| EXTRAIT DU DOCUMENT |
########################################

Vu l’article 4 du code de procédure civile :

7. Selon ce texte, l’objet du litige est déterminé par les prétentions respectives des parties.

8. Pour condamner la société Alteo à payer à la société […] la somme de 414 140 euros à titre de dommages-intérêts pour rupture brutale de la relation commerciale établie au titre du contrat de prestation de nettoyage industriel, l’arrêt justifie ce montant par la seule application du taux de marge sur coûts variables au chiffre d’affaires mensuel moyen, multiplié par le nombre de mois de préavis.

9. En statuant ainsi, sans tenir compte de la plus-value réalisée par la société […] lors de la vente de ses matériels, que les parties étaient convenues, comme elles en avaient la possibilité, de déduire du montant du préjudice causé par la brutalité de la rupture de leur relation, la cour d’appel, qui a méconnu l’objet du litige, a violé le texte susvisé.

Portée et conséquences de la cassation

10. La cassation, qui porte sur la condamnation au paiement de dommages-intérêts pour rupture brutale de la relation au titre du contrat de prestation de nettoyage industriel, ainsi que sur les chefs de dispositif relatifs aux dépens d’appel et à l’application de l’article 700 du code de procédure civile, ne remet pas en cause l’arrêt attaqué en ce qu’il confirme le jugement sur les autres points, notamment sur le rejet des demandes formées par la société […] au titre du contrat « filtre presse » et sur les condamnations prononcées en application de l’article 700 du code de procédure civile et au titre des dépens de première instance.

########################################

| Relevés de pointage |

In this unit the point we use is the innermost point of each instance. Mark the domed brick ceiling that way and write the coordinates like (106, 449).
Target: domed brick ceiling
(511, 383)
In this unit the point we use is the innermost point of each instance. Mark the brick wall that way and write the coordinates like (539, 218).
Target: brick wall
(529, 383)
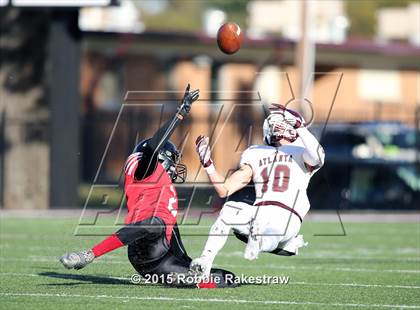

########################################

| EXERCICES PROPOSÉS |
a) Répondez aux questions suivantes à partir de l'extrait du document.
(i) D'après l'article 4 du code de procédure civile, qu'est-ce qui détermine l'objet du litige ?
(ii) Quelle somme la société Alteo a-t-elle été condamnée à verser à titre de dommages-intérêts ?
(iii) À quelle occasion la société […] a-t-elle réalisé la plus-value dont la cour d'appel n'a pas tenu compte ?
b) Mettez à jour la liste des relevés de pointage en remplaçant « the innermost point of each instance » par « the topmost point of each instance », sans rien modifier d'autre. N'incluez pas les images dans votre réponse.

| CORRIGÉ PAR EXERCICE |
a)
(i) Les prétentions respectives des parties.
(ii) 414 140 euros.
(iii) Lors de la vente de ses matériels.

b)
In this unit the point we use is the topmost point of each instance. Mark the domed brick ceiling that way and write the coordinates like (106, 449).
Target: domed brick ceiling
(511, 383)
In this unit the point we use is the topmost point of each instance. Mark the brick wall that way and write the coordinates like (539, 218).
Target: brick wall
(529, 383)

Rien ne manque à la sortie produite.